[Extracted data entries]
▶

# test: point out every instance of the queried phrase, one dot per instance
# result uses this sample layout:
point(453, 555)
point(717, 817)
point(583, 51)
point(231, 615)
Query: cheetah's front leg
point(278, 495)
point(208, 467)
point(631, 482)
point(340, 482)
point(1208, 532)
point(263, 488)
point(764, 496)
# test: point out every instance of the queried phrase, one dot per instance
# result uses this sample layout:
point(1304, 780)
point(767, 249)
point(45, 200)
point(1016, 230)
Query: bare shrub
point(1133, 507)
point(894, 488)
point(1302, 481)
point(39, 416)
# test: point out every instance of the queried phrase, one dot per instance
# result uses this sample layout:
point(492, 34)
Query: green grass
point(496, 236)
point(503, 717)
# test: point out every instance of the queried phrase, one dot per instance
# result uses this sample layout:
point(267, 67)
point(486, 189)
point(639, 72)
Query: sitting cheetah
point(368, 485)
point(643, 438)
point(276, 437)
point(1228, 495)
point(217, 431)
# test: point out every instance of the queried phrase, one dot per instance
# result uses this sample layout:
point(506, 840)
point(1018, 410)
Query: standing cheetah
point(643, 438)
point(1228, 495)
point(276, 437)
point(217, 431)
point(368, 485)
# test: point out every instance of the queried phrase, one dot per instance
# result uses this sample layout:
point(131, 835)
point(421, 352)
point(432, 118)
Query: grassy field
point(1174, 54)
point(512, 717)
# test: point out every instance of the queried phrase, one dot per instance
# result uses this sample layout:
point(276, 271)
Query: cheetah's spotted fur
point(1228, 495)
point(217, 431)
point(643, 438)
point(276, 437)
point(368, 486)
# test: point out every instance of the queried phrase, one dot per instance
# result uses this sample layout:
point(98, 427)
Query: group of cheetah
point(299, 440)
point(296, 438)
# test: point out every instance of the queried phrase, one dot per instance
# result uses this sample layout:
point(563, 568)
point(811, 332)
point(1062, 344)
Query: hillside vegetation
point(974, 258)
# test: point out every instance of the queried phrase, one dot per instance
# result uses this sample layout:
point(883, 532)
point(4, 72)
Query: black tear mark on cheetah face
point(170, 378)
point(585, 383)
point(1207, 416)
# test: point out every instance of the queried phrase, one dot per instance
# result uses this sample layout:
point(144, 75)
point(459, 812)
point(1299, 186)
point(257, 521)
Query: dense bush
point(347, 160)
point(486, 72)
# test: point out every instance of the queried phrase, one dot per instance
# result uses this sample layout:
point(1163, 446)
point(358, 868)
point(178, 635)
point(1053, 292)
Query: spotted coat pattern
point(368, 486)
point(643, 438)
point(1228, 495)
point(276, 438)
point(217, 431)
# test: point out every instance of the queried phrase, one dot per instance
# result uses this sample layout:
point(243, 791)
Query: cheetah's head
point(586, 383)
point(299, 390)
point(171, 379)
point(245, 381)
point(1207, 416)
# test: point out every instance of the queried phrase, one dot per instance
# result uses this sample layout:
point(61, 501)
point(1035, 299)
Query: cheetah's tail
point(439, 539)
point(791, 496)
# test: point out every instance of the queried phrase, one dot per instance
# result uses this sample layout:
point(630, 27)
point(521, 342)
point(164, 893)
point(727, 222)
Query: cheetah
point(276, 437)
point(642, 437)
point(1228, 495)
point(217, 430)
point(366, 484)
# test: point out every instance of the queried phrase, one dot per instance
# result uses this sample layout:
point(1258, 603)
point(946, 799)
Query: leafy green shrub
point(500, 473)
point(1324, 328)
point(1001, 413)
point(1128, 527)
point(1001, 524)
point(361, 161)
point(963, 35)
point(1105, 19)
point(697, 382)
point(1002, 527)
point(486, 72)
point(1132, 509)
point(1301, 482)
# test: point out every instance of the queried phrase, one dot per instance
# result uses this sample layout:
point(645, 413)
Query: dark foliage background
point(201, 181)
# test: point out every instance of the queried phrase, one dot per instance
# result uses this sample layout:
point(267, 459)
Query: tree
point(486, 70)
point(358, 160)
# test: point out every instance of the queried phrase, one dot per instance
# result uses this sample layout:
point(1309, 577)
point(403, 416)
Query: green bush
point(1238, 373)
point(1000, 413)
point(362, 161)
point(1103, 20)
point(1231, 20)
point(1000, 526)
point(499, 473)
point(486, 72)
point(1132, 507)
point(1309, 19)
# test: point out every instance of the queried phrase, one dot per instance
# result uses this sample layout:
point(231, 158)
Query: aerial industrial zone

◀

— TASK STATEMENT —
Please reproduce the entire listing, exactly as shown.

— CORRECT ANSWER —
# test: point out every instance of the queried phrase, one dot per instance
# result uses this sample layout:
point(453, 555)
point(717, 817)
point(583, 51)
point(231, 615)
Query: cheetah's front leg
point(278, 495)
point(208, 467)
point(631, 482)
point(340, 482)
point(1208, 532)
point(263, 488)
point(764, 496)
# test: point out every instance of the queried phrase, one dot per instance
# result uses this sample layout:
point(1304, 780)
point(767, 249)
point(45, 200)
point(1016, 230)
Query: bare shrub
point(1133, 507)
point(894, 488)
point(1302, 481)
point(39, 416)
# test: point out every instance of the queried phrase, one dot per instance
# result uses this sample layout:
point(492, 34)
Query: green grass
point(496, 236)
point(503, 717)
# test: point out every instance of the queried phrase, one dot per instance
# result uses this sample layout:
point(267, 67)
point(486, 189)
point(639, 72)
Query: sitting cheetah
point(368, 485)
point(643, 438)
point(276, 437)
point(1228, 495)
point(217, 431)
# test: point out every instance of the queried phrase, one dot per instance
# result uses this sample layout:
point(506, 840)
point(1018, 410)
Query: standing cheetah
point(643, 438)
point(1228, 495)
point(276, 437)
point(217, 431)
point(368, 485)
# test: point out every instance of the queried phrase, one dot per instance
# result uses this sample layout:
point(131, 835)
point(421, 352)
point(432, 118)
Query: grassy field
point(1174, 54)
point(512, 717)
# test: point out every instance of the queried phrase, one dot per instance
# result uses this sample layout:
point(276, 271)
Query: cheetah's spotted fur
point(1228, 495)
point(217, 431)
point(643, 438)
point(276, 437)
point(368, 486)
# test: point out every instance of the queried phrase, one dot per instance
# result uses this sample layout:
point(98, 427)
Query: group of cheetah
point(299, 440)
point(296, 438)
# test: point out every instance of the queried phrase, one dot per instance
# result uses this sample layout:
point(563, 568)
point(811, 332)
point(1062, 344)
Query: hillside vegetation
point(974, 258)
# test: point out every instance of the queried phrase, one dot per instance
# result uses this sample layout:
point(883, 532)
point(4, 72)
Query: black tear mark on cheetah face
point(170, 378)
point(585, 383)
point(1207, 416)
# test: point out every instance of the queried phrase, one dot per instance
# result uses this sample layout:
point(144, 75)
point(459, 812)
point(1299, 186)
point(257, 521)
Query: dense bush
point(347, 160)
point(486, 72)
# test: point out every instance of the queried phrase, one dot per instance
# result uses this sample layout:
point(1163, 446)
point(358, 868)
point(178, 635)
point(1053, 292)
Query: spotted coat pattern
point(368, 486)
point(643, 438)
point(1228, 495)
point(276, 438)
point(217, 431)
# test: point out every instance of the queried phrase, one dot per instance
# result uses this sample layout:
point(243, 791)
Query: cheetah's head
point(586, 383)
point(299, 390)
point(171, 379)
point(245, 381)
point(1207, 416)
# test: point out every instance of the queried phrase, one dot per instance
# result uses this sample layout:
point(61, 501)
point(1035, 299)
Query: cheetah's tail
point(439, 539)
point(791, 496)
# test: point out every instance of the queried phrase, one dot per instance
# result uses this sample layout:
point(630, 27)
point(521, 342)
point(164, 893)
point(727, 222)
Query: cheetah
point(276, 437)
point(642, 437)
point(1228, 495)
point(217, 430)
point(366, 484)
# test: point out every instance of the queried phrase, one dot per instance
# result uses this sample layout:
point(1258, 603)
point(946, 799)
Query: leafy green shrub
point(500, 473)
point(1324, 328)
point(1001, 413)
point(1128, 527)
point(1001, 524)
point(361, 161)
point(963, 35)
point(1105, 19)
point(697, 382)
point(1002, 527)
point(486, 72)
point(1132, 509)
point(1301, 482)
# test: point out every instance of the queried phrase, one dot per instance
# result uses this sample layout:
point(645, 413)
Query: dark foliage background
point(201, 181)
# test: point out every instance of the queried phrase, one dot per instance
# result uses this sample layout:
point(267, 459)
Query: tree
point(486, 70)
point(358, 160)
# test: point out every instance of the queried phrase, one dot per instance
# result uses this sample layout:
point(1309, 577)
point(403, 416)
Query: green bush
point(1238, 373)
point(1000, 413)
point(362, 161)
point(1103, 20)
point(1231, 20)
point(1000, 526)
point(499, 473)
point(486, 72)
point(1132, 507)
point(1309, 19)
# test: point out every instance of the queried phrase, one dot per instance
# result uses this sample layout:
point(231, 158)
Query: aerial industrial zone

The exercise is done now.